** Exercise objective **
Rewrite all of the data below, changing every "noun phrase" to "short description" and leaving everything else as it is.
[START OF Dataset]
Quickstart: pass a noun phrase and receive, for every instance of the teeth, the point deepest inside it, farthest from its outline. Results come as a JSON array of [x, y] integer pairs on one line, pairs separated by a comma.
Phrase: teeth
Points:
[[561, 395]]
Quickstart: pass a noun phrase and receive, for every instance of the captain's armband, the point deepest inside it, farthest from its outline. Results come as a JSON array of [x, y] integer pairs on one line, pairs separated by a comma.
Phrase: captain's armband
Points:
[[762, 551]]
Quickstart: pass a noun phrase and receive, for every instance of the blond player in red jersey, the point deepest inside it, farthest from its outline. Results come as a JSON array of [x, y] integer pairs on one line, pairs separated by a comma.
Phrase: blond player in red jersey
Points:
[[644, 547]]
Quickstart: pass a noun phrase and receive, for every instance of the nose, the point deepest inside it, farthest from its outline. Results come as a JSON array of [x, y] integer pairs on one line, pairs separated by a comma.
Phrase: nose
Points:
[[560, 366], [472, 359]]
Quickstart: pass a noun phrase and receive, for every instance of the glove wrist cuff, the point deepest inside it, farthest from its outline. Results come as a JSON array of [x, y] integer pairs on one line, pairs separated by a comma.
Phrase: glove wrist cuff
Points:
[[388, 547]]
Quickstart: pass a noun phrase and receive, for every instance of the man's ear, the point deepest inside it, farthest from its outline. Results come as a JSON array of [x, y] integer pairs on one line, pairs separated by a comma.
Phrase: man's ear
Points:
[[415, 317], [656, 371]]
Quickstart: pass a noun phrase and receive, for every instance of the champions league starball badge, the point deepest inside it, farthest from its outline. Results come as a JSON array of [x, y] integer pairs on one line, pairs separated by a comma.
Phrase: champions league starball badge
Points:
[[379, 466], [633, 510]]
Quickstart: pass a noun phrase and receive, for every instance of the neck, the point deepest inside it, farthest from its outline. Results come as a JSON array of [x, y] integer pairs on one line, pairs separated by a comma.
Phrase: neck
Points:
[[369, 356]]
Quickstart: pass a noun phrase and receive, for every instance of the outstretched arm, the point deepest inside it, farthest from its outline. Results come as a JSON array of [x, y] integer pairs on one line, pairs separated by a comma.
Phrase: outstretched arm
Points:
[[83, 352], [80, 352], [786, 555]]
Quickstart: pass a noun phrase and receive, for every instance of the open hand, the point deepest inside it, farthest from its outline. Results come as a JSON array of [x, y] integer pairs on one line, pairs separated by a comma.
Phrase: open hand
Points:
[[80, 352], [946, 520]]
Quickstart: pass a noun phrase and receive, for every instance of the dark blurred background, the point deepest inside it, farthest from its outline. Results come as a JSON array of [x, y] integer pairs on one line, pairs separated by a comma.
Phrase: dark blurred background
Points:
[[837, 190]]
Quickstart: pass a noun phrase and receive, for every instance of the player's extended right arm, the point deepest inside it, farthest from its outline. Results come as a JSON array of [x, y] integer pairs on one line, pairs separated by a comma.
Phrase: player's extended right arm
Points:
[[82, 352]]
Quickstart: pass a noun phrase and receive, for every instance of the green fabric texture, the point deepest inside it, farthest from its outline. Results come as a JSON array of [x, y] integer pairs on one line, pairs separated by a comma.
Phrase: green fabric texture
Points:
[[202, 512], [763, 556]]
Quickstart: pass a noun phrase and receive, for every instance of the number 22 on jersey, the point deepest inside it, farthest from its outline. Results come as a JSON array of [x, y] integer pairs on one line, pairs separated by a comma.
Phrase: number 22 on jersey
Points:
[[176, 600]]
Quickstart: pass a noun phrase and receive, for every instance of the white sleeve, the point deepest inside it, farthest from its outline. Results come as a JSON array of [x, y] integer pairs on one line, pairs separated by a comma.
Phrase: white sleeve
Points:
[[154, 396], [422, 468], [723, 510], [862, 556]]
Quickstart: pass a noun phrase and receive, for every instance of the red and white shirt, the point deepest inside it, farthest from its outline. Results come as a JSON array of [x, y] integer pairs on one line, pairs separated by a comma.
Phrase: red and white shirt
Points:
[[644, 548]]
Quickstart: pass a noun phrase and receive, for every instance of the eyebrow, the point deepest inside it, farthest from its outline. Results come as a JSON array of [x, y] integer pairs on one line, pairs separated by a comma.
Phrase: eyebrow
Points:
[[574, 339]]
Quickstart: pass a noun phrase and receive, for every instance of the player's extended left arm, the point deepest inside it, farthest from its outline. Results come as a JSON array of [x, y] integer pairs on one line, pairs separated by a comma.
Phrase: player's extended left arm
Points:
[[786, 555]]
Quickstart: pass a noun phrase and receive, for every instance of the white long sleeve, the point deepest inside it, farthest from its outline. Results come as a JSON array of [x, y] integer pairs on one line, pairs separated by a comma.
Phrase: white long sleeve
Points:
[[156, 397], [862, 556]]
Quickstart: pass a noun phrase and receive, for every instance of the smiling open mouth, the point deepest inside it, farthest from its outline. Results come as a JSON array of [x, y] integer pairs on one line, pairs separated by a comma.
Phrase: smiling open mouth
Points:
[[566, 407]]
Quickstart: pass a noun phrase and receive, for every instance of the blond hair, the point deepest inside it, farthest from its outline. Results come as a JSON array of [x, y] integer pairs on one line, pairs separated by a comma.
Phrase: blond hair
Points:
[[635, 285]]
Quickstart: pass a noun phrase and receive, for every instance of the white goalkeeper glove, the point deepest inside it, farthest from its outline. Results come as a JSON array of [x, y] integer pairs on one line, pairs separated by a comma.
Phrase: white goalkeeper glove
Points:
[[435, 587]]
[END OF Dataset]
** The completed task **
Quickstart: pass a short description and receive, for every instance of the teeth, the point deepest inside it, farthest from its outline. Results come as a JSON array of [x, y] integer pairs on one line, pairs separated by a comma.
Phrase: teeth
Points:
[[561, 395]]
Quickstart: pass a short description and receive, for every instance of the captain's armband, the point deepest inside it, farthest from its outline. Results come as a JSON array of [x, y] integer pairs on one line, pairs separated by a comma.
Phrase: captain's armband
Points:
[[762, 551]]
Quickstart: pass a short description and receive, for every instance of the blond player in red jersey, the point deepest inside it, farthest from its outline. Results come as a JSON array of [x, y] integer pairs on one line, pairs separated by a comma.
Phrase: blond player in red jersey
Points:
[[644, 547]]
Quickstart: pass a short description and receive, for every instance of the nose, the point deepest inside it, farthest from its outline. Results come as a JSON array of [x, y] integer pairs on one line, pairs separated by a comma.
Phrase: nose
Points:
[[560, 366], [472, 359]]
Quickstart: pass a short description and receive, for every instance of the glove wrist cuff, the point deepest inside it, farthest from its outline. Results come as a JSON array of [x, y] integer pairs on one line, pairs separated by a comma.
Phrase: glove wrist cuff
Points:
[[388, 547]]
Quickstart: pass a short description and receive, for every instance of the man's ear, the point deepest inside it, farthest from its outline. Results come as a JSON array of [x, y] integer pairs on one line, pairs separated by a comma.
Phrase: man's ear
Points:
[[415, 317], [656, 371]]
Quickstart: pass a short description and receive, for every instance of the champions league starball badge, the point deepest inside it, farthest from its outline. Results come as a JSON array of [x, y] integer pairs on one line, pairs separated by a comma.
Phrase: champions league starball badge
Points:
[[379, 466], [633, 510]]
Quickstart: pass a short description and receive, for every instance of the neck, the point deepest inside it, farthest from its outline. Results come as a JSON array of [x, y] integer pairs on one line, pairs separated by a comma.
Phrase: neck
Points:
[[369, 356]]
Quickstart: pass a short description and receive, for every instance of the outstretched arm, the point deepest inside it, farthest from its outline. Results come as a JSON array of [x, y] integer pairs on one line, pairs separated by a comma.
Phrase: outstretched arm
Points:
[[83, 352], [80, 352], [786, 555]]
Quickstart: pass a short description and receive, for every instance of the open hand, the point deepest inside it, farthest from its outline. Results come as a JSON array of [x, y] integer pairs on one line, pairs separated by a comma.
Phrase: open hand
Points:
[[80, 352], [946, 520]]
Quickstart: pass a short description and receive, for every instance of the dark blurred background, the point deepest inside it, farthest from its outline. Results come as a JSON array of [x, y] integer pairs on one line, pairs separated by a comma.
Phrase: dark blurred background
Points:
[[837, 190]]
Quickstart: pass a short description and receive, for every instance of the player's extended right arm, the point deepest inside it, farthest from its outline. Results come as a JSON array of [x, y] integer pairs on one line, pairs separated by a comma.
Phrase: player's extended right arm
Points:
[[82, 352]]
Quickstart: pass a short description and receive, for every instance of the green fabric texture, the point deepest inside it, farthest from its outline. Results come as a JSON array of [x, y] integer pairs on one line, pairs separated by a comma.
Phrase: green fabric texture
Points:
[[202, 512], [763, 556]]
Quickstart: pass a short description and receive, for every instance of the number 22 on jersey, the point deepest inside it, farthest from its outline. Results come as a JSON array of [x, y] integer pairs on one line, pairs separated by a comma.
Phrase: number 22 on jersey
Points:
[[176, 600]]
Quickstart: pass a short description and receive, for every instance of the white sleeve, the point deepest inside it, farthest from its outline. Results come as a JSON array of [x, y] integer pairs on one line, pairs separated by a comma.
Phrase: white sleeve
Points:
[[154, 396], [422, 468], [723, 510], [862, 556]]
Quickstart: pass a short description and receive, for every instance of the red and white shirt, the point deepest inside it, farthest from its outline. Results come as a JSON array of [x, y] integer pairs on one line, pairs separated by a comma.
Phrase: red and white shirt
Points:
[[644, 548]]
Quickstart: pass a short description and receive, for every instance of the eyebrow, the point deepest inside it, farthest from its outline. Results come as a JSON array of [x, y] integer pairs on one line, pairs separated by a comma.
Phrase: eyebrow
Points:
[[574, 339]]
Quickstart: pass a short description and receive, for every instance of the player's extended left arm, the point deepest inside it, farthest from its outline. Results come as a JSON array of [x, y] integer pairs on one line, pairs separated by a comma.
Phrase: player's extended left arm
Points:
[[786, 555]]
Quickstart: pass a short description and receive, for every instance of the white long sleeve, the point deepest inside it, farthest from its outline. Results come as a JSON array of [x, y] integer pairs on one line, pairs separated by a comma.
Phrase: white long sleeve
Points:
[[156, 397], [862, 556]]
Quickstart: pass a short description and receive, for every instance of the smiling open mouth, the point deepest inside it, farthest from its outline. Results come as a JSON array of [x, y] integer pairs on one line, pairs separated by a comma.
Phrase: smiling open mouth
Points:
[[566, 407]]
Quickstart: pass a short description and receive, for every instance of the blond hair, the point deepest inside it, farthest from its outline. Results come as a JSON array of [x, y] integer pairs on one line, pairs separated by a comma.
Phrase: blond hair
Points:
[[635, 285]]
Quickstart: pass a short description and receive, for every instance of the white goalkeeper glove, the point deepest inside it, farthest from its outline. Results come as a JSON array of [x, y] integer pairs on one line, pairs separated by a comma.
Phrase: white goalkeeper glove
Points:
[[435, 587]]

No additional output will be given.